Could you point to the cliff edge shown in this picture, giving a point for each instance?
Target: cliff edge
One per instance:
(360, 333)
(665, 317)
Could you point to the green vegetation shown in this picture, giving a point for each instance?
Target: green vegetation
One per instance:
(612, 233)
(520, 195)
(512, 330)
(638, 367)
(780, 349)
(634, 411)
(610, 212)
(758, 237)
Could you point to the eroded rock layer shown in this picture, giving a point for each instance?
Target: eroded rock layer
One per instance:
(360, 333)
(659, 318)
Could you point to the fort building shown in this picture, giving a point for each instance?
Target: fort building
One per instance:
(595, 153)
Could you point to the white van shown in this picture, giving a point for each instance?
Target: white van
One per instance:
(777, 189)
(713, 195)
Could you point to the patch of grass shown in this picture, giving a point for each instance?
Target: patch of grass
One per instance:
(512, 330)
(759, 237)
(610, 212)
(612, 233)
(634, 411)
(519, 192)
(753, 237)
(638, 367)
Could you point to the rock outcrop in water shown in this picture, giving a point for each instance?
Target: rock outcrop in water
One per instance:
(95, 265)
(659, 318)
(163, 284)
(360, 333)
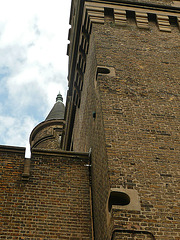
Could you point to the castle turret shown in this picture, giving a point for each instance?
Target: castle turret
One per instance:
(47, 134)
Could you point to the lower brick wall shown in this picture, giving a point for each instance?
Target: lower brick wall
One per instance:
(54, 203)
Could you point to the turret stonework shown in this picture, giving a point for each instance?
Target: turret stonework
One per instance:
(48, 133)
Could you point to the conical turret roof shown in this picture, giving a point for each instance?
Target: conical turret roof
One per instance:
(57, 112)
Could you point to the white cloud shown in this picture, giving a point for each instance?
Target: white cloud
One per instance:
(33, 63)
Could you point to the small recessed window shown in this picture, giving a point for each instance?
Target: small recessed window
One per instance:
(103, 70)
(118, 198)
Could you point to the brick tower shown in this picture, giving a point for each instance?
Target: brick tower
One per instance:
(46, 196)
(107, 167)
(123, 106)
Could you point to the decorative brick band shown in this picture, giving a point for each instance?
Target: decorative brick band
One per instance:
(95, 13)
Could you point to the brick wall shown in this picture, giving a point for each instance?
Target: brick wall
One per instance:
(54, 203)
(141, 119)
(134, 136)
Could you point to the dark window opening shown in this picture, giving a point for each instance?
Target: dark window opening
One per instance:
(118, 198)
(109, 12)
(173, 21)
(152, 17)
(130, 15)
(103, 70)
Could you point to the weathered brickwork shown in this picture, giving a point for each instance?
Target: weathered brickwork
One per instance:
(54, 203)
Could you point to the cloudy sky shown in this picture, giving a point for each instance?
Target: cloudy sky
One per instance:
(33, 64)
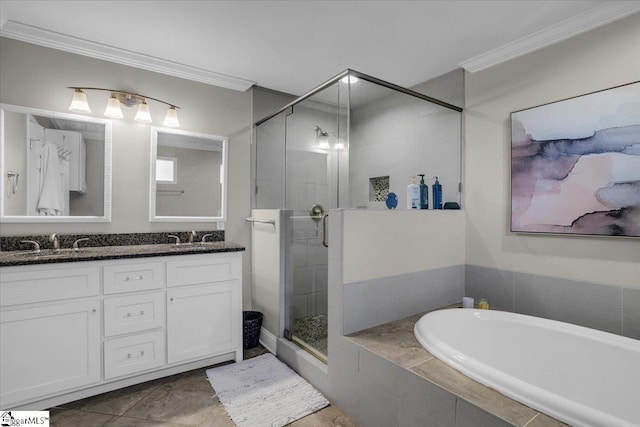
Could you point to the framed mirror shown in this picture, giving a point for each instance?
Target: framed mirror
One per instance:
(188, 176)
(55, 167)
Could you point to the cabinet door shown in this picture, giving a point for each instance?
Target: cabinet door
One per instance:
(203, 321)
(48, 349)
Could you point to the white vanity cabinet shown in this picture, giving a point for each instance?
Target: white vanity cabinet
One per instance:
(205, 293)
(72, 330)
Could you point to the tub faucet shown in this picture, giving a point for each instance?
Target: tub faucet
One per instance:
(56, 243)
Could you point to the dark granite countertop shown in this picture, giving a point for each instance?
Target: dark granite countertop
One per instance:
(49, 256)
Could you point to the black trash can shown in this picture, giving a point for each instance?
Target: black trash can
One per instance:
(252, 323)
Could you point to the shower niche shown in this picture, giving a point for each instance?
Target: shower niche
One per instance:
(346, 144)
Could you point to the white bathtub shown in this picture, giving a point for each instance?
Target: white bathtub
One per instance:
(581, 376)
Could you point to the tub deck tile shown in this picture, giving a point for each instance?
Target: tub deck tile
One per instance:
(542, 420)
(475, 393)
(395, 342)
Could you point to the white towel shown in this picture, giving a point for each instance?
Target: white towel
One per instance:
(51, 200)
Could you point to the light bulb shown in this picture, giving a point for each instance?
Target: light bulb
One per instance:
(79, 102)
(349, 79)
(171, 120)
(143, 115)
(113, 108)
(323, 143)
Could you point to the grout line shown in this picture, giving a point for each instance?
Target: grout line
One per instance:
(622, 312)
(534, 417)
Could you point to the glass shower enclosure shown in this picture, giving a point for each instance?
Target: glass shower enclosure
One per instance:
(348, 143)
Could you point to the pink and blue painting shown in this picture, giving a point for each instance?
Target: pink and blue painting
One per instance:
(575, 165)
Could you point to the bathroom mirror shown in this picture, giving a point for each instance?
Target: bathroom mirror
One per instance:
(188, 176)
(55, 167)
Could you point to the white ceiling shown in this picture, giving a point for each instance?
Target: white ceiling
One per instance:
(292, 46)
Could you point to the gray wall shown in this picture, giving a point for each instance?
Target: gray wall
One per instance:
(593, 61)
(15, 161)
(37, 77)
(400, 135)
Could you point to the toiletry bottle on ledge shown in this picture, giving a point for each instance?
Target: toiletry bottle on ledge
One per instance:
(424, 193)
(413, 194)
(437, 194)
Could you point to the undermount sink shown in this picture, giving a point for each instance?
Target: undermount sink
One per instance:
(46, 253)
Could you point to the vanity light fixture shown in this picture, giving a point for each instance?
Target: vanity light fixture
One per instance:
(113, 109)
(79, 104)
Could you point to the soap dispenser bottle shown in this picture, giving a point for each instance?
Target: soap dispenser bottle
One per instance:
(437, 194)
(413, 194)
(424, 193)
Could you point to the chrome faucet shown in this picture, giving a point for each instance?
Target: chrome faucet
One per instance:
(36, 245)
(56, 243)
(75, 244)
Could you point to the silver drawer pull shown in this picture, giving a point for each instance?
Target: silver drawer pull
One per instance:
(134, 315)
(133, 356)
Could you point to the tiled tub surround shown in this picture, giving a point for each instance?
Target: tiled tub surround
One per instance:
(604, 307)
(430, 393)
(13, 243)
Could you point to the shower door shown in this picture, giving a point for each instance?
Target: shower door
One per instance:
(315, 158)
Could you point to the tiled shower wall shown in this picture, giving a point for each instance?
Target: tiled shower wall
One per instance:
(309, 269)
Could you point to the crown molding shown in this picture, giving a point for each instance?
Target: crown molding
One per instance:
(598, 16)
(54, 40)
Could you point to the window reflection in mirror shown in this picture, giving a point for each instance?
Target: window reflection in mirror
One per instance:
(54, 166)
(187, 176)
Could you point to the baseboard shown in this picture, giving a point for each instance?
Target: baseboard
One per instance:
(268, 340)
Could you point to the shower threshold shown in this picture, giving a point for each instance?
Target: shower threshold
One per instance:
(310, 333)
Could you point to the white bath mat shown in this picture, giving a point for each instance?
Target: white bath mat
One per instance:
(264, 392)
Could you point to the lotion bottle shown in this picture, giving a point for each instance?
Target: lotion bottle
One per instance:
(437, 194)
(424, 193)
(413, 194)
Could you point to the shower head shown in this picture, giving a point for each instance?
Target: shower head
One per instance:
(320, 132)
(322, 138)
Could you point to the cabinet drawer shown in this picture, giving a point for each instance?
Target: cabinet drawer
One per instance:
(133, 277)
(133, 313)
(24, 287)
(207, 269)
(128, 355)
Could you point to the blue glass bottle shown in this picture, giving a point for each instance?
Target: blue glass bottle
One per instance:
(424, 193)
(437, 194)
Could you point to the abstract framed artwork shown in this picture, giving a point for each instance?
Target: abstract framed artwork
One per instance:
(575, 165)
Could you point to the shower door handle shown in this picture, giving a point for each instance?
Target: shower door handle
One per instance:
(324, 231)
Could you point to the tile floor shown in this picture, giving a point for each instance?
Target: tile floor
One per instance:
(185, 399)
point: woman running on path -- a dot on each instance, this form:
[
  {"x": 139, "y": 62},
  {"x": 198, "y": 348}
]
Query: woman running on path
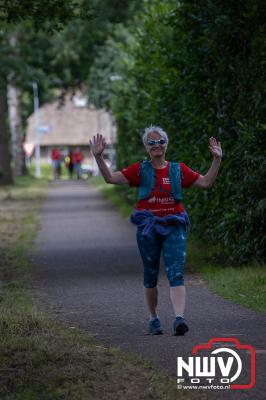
[{"x": 159, "y": 215}]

ABOUT THIS TASK
Would you mind repeating the records above exactly, without the pictures?

RESULT OF THE EXERCISE
Could you point to the cliff edge shown in this picture, giving a point for each instance?
Target: cliff edge
One per instance:
(360, 333)
(665, 317)
Could you point to the green vegetation shown in this picture, giving a point for each instance?
Target: green vegetation
One per instance:
(612, 233)
(520, 195)
(512, 330)
(638, 367)
(780, 349)
(634, 411)
(610, 212)
(758, 237)
Could you point to the eroded rock layer shown in this picture, giving a point for each instance?
Target: eroded rock layer
One per instance:
(360, 333)
(659, 318)
Could you point to the fort building shown in this picture, giving a point for each instance?
Target: fort building
One per instance:
(595, 153)
Could you point to the white van shown in this picture, giving a point for each instance?
Target: white van
One per instance:
(777, 189)
(713, 195)
Could you point to the patch of grass shown in this picture, giving a point for each instance?
Target: patch of grass
One per instance:
(512, 330)
(759, 237)
(610, 212)
(612, 233)
(634, 411)
(519, 192)
(753, 237)
(638, 367)
Could you point to the rock outcrop in water shown in this picture, giving a point for each instance?
Target: rock outcrop in water
One per instance:
(95, 265)
(659, 318)
(163, 284)
(360, 333)
Could you point to the castle turret shown in this picture, giving a point for each instance?
Target: castle turret
One per instance:
(47, 134)
Could you point to the lower brick wall shown in this picture, giving a point for each instance?
Target: lower brick wall
One per instance:
(54, 203)
Could you point to the turret stonework shown in this picture, giving a point for each instance?
Target: turret stonework
One per instance:
(48, 133)
Could you point to the conical turret roof shown in this picture, giving a point for each instance?
Target: conical turret roof
One per instance:
(57, 112)
Could you point to the white cloud shown in this picture, giving a point for each instance?
Target: white cloud
One per instance:
(33, 63)
Could you point to the small recessed window shown in this picture, giving a point for each instance?
Target: small recessed window
One per instance:
(103, 70)
(118, 198)
Could you point to the brick tower shown in this picture, giving a point for each instance?
Target: brick tower
One per instance:
(46, 196)
(107, 167)
(123, 106)
Could you point to the decorative brick band shown in this picture, giving a point for each instance?
Target: decorative brick band
One per instance:
(95, 13)
Could you point to the brick wall shown in this picture, giving a point for each instance?
Target: brick wall
One per instance:
(54, 203)
(141, 119)
(134, 136)
Could you point to the dark window opening shown in this picture, giving a point for each instance?
Target: dark window opening
One per instance:
(118, 198)
(109, 12)
(173, 21)
(152, 17)
(130, 15)
(103, 70)
Could you point to the weathered brickwork shown in this picture, giving a point for each instance?
Target: weathered brickwork
One per instance:
(54, 203)
Could you point to the cloudy sky shown in this picture, giving a point for each instance?
Target: cloudy sky
One per instance:
(33, 64)
Could you point to the framed mirror shown in this picture, giving a point for each instance?
Target: framed mirror
One per instance:
(188, 176)
(55, 167)
Could you point to the cabinet door shown in this picture, giving a point for each instance?
Target: cabinet door
One per instance:
(203, 321)
(48, 349)
Could you point to the white vanity cabinet shown in this picture, giving a point for each instance?
Target: white vanity cabinet
One per instance:
(205, 293)
(72, 330)
Could you point to the tub faucet shown in this picture, giving a point for each instance?
Target: tub faucet
One per instance:
(56, 243)
Could you point to the dark granite countertop shown in this picture, giving a point for each instance?
Target: dark granite countertop
One per instance:
(49, 256)
Could you point to the black trash can shown in this picture, giving a point for each instance?
Target: black trash can
One per instance:
(252, 323)
Could you point to the shower niche shown in this picture, giving a point for each instance?
Target: shower niche
One per instance:
(346, 144)
Could you point to the white bathtub shown in this picture, giving a point for each instance?
Target: white bathtub
One per instance:
(581, 376)
Could you point to the tub deck tile shown in this picture, giving a point for each instance?
Target: tub deck tile
One per instance:
(542, 420)
(475, 393)
(395, 342)
Could you point to the white towel shown in this picture, giving a point for each instance?
Target: white towel
One per instance:
(51, 200)
Could you point to the light bulb shown in this picture, giving a point for each instance?
Target: light bulb
One per instance:
(79, 102)
(349, 79)
(171, 120)
(143, 115)
(113, 108)
(323, 143)
Could you point to the grout line shown in this picture, giving a point for each instance?
Target: grout line
One per instance:
(622, 312)
(534, 417)
Could you point to the glass shower enclosure shown in this picture, giving a point for each instance?
Target: glass shower enclosure
One per instance:
(348, 143)
Could you point to the pink and blue painting shown in this picture, giving a point for each instance?
Target: pink and blue painting
One per instance:
(575, 165)
Could you point to the bathroom mirror shown in this picture, giving a point for each instance?
Target: bathroom mirror
One per instance:
(188, 176)
(55, 167)
Could you point to the white ceiling shown in this picture, giving a point for each instance?
Target: white ceiling
One per instance:
(292, 46)
Could you point to the gray wall shown in this picture, giving a point for each instance?
Target: gray wall
One per instance:
(593, 61)
(15, 161)
(37, 77)
(400, 135)
Could you point to the toiletry bottle on ledge shown in this picture, giving a point for each instance?
Target: toiletry bottle on ledge
One per instance:
(424, 193)
(413, 194)
(437, 194)
Could you point to the undermount sink shown in this picture, giving a point for each instance?
Target: undermount sink
One per instance:
(46, 253)
Could you point to the vanity light fixture shown in this picture, giving a point for each instance?
Target: vanity light fixture
One per instance:
(113, 109)
(79, 104)
Could you point to the soap dispenser bottle shown in this picture, giving a point for each instance?
Target: soap dispenser bottle
One per instance:
(437, 194)
(413, 194)
(424, 193)
Could you point to the chrome faucet shown in this picture, giving a point for each instance?
Target: chrome faucet
One per instance:
(36, 245)
(56, 243)
(75, 244)
Could you point to the silver drawer pull shown in this picture, giving a point for each instance?
Target: silver drawer pull
One per instance:
(134, 315)
(133, 356)
Could you point to the tiled tub surround shown in this picture, giving a point for each instance?
Target: tiled tub surround
One per instance:
(604, 307)
(430, 393)
(13, 243)
Could you point to the shower door shown in this picture, giving a point for each instance?
Target: shower door
One per instance:
(315, 158)
Could you point to the tiled shower wall shown in this picture, giving a point for each instance?
Target: tiled shower wall
One per instance:
(309, 269)
Could you point to the crown molding shown in this picture, giving a point for each instance?
Target: crown molding
One per instance:
(598, 16)
(54, 40)
Could you point to the window reflection in mirror shown in this picture, giving a point for each instance?
Target: window reflection in mirror
One per instance:
(54, 166)
(187, 176)
Could you point to the baseboard shown in this picture, giving a point for each instance?
Target: baseboard
One per instance:
(268, 340)
Could you point to the shower threshold shown in this picture, giving a point for each instance?
Target: shower threshold
One per instance:
(310, 333)
Could you point to the white bath mat shown in this picture, giving a point for each instance?
Target: white bath mat
One per instance:
(264, 392)
Could you point to the lotion bottle shown in this picture, giving a point for each instance?
Target: lotion bottle
One per instance:
(437, 194)
(424, 193)
(413, 194)
Could you point to the shower head shown in this picture, giving a point for each instance?
Target: shower head
One per instance:
(320, 132)
(322, 138)
Could you point to the cabinet drawer shown in this picture, giving a point for each instance?
Target: cabinet drawer
One per instance:
(133, 277)
(133, 313)
(24, 287)
(207, 269)
(128, 355)
Could you point to the blue glass bottle shown in this picture, giving a point for each instance?
Target: blue glass bottle
One per instance:
(424, 193)
(437, 194)
Could you point to the abstract framed artwork shown in this picture, giving a point for each instance?
Target: abstract framed artwork
One per instance:
(575, 165)
Could you point to the shower door handle shown in this picture, giving a point for each instance?
Target: shower door handle
One per instance:
(324, 231)
Could you point to the tile floor shown in this picture, giving a point for each instance?
Target: tile floor
One per instance:
(185, 399)
point: woman running on path -- a dot on each instance, this form:
[
  {"x": 139, "y": 62},
  {"x": 198, "y": 348}
]
Query: woman running on path
[{"x": 159, "y": 215}]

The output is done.